◆ **What is needed**: Turn every line of the records below into a Markdown table with the columns Row and Line. Number the rows in order and leave out blank lines.

◆ **Object detection data**:

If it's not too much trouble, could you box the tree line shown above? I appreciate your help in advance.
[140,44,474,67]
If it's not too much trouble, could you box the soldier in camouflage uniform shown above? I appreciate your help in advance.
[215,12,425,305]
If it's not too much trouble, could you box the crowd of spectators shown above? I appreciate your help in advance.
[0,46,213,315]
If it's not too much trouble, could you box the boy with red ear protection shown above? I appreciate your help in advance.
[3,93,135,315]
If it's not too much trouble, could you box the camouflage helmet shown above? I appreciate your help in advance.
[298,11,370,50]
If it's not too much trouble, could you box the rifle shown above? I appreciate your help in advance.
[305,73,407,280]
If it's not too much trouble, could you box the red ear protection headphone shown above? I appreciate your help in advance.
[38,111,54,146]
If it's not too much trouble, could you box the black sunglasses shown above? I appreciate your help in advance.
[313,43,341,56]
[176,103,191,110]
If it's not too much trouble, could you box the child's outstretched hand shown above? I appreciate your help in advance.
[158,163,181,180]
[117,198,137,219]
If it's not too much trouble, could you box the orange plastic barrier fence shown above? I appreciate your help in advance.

◆ **Final result**:
| Row | Line |
|---|---|
| 1 | If it's not too much trouble, could you box the tree line shown above? I appreciate your help in advance. |
| 2 | [140,44,474,67] |
| 3 | If it's not too much trouble, could you box the soldier in camouflage uniform shown above? I appreciate your help in advance. |
| 4 | [215,12,425,305] |
| 5 | If it's not too much trouble, could you box the crowd of spectators shown above? I appreciate your help in advance. |
| 6 | [0,46,213,315] |
| 7 | If it's not too much trouble, could you box the boy with red ear protection shown above? I appreciate your help in advance. |
| 8 | [3,93,135,315] |
| 9 | If it's not too much trouble, could you box the camouflage helmet shown above? I appreciate your help in advance. |
| 10 | [298,11,370,50] |
| 11 | If it's not too much trouble, could you box the rifle shown above? I appreciate your help in advance. |
| 12 | [305,73,407,280] |
| 13 | If it's not too much trouble, could you box the red ear protection headphone shown above? I appreciate your help in advance. |
| 14 | [38,111,54,146] |
| 15 | If it's not too much trouble, could you box the black sunglasses shown above? I appreciate your help in advance. |
| 16 | [313,43,341,56] |
| 17 | [176,103,191,110] |
| 18 | If it's not too much trouble, could you box the child's outstretched hand shown above? I appreciate your help in advance. |
| 19 | [158,163,181,180] |
| 20 | [117,198,137,219] |
| 21 | If it's not too much trouble, could you box the orange plastic barrier fence shown above? I appreciate your help in advance. |